[Referring expression grounding data]

>>

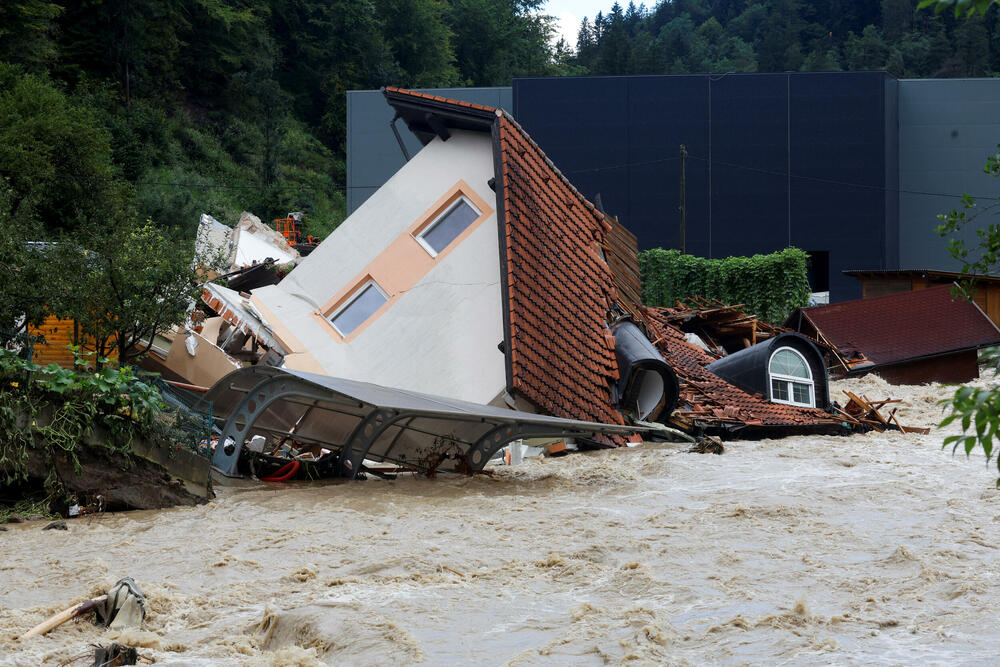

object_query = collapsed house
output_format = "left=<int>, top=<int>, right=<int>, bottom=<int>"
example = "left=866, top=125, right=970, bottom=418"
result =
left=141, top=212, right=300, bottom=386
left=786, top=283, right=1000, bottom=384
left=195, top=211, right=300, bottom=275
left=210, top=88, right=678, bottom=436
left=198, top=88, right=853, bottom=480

<<
>>

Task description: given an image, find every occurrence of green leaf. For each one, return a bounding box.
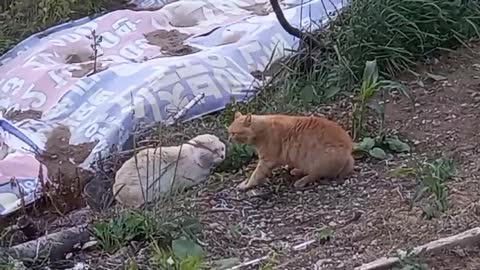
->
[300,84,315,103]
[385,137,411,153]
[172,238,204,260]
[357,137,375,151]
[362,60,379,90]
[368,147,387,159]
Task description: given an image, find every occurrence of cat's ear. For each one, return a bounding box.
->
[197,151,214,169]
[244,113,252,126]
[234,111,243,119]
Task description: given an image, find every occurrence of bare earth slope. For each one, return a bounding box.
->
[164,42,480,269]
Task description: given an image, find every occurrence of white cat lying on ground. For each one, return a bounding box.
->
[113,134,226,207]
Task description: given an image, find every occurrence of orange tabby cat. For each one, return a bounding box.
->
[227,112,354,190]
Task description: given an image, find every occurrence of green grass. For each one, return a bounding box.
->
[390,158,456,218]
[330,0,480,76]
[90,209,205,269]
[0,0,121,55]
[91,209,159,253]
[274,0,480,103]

<<

## Exercise directions
Work out, please, how many lines above contain "green"; answer only with the number.

## Task answer
2